- EXERCISE BRIEF:
Word for word, reproduce each entry.

═══ SUPPLIED ENTRIES

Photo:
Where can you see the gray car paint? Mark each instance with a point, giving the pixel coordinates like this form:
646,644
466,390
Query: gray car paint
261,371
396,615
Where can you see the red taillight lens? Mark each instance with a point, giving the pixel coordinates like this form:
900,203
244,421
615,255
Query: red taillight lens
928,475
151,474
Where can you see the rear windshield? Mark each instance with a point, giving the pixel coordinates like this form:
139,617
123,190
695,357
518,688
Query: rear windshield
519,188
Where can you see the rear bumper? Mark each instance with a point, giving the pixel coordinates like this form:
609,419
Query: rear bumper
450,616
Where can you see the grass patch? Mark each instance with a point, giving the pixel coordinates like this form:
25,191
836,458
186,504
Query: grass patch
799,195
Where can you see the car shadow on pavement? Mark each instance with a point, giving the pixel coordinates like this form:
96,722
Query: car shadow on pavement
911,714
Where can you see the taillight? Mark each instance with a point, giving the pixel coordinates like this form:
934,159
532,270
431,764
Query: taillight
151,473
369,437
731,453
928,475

══════

- YOUR SOLUTION:
Photo:
Where can you see the gray car paint? Mark each instance with a point, giving the pixel coordinates like this form:
646,644
466,390
Query: gray car paint
261,371
396,615
Where can you see the red taillight lens? Mark each instance with a point, giving the pixel coordinates like this form:
900,203
244,421
615,255
Query: red taillight lens
928,475
151,474
Where can you see the rear windshield? Mark each instance with a point, giving the pixel coordinates like this form:
139,617
123,190
695,357
518,688
Query: rear windshield
519,188
Where can you see the rear bumper? Mark each instance with a point, giving the pixel coordinates like this form:
609,419
Query: rear bumper
450,616
Where can you see the grass patch? Mark each instance with a point, giving the pixel coordinates like this form:
25,191
836,458
186,504
Query: grass patch
799,195
Where can you see the car shadow on pavement? Mark each instance with a point, giving the pixel coordinates like this form:
96,722
Query: car shadow on pavement
911,714
Where can you see the taillight? Mark each instance with a point, giving the pixel coordinates like this form:
934,159
532,270
431,764
Query: taillight
151,473
369,437
731,453
928,475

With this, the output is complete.